#### [The task]
Each record should be reproduced exactly.

#### [Supplied records]
★ ★ ★ ★
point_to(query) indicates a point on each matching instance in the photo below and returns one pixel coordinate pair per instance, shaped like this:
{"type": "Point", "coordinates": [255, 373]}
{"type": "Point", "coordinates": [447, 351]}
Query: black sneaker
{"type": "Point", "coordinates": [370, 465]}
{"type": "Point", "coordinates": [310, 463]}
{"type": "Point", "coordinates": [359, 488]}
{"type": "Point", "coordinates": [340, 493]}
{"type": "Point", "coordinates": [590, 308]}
★ ★ ★ ★
#### [Answer to the problem]
point_to(query) indicates a point on each matching instance in the photo below and returns one pixel coordinate pair per instance, shaped like this:
{"type": "Point", "coordinates": [255, 373]}
{"type": "Point", "coordinates": [447, 351]}
Query: black sneaker
{"type": "Point", "coordinates": [370, 465]}
{"type": "Point", "coordinates": [310, 463]}
{"type": "Point", "coordinates": [359, 488]}
{"type": "Point", "coordinates": [340, 493]}
{"type": "Point", "coordinates": [590, 308]}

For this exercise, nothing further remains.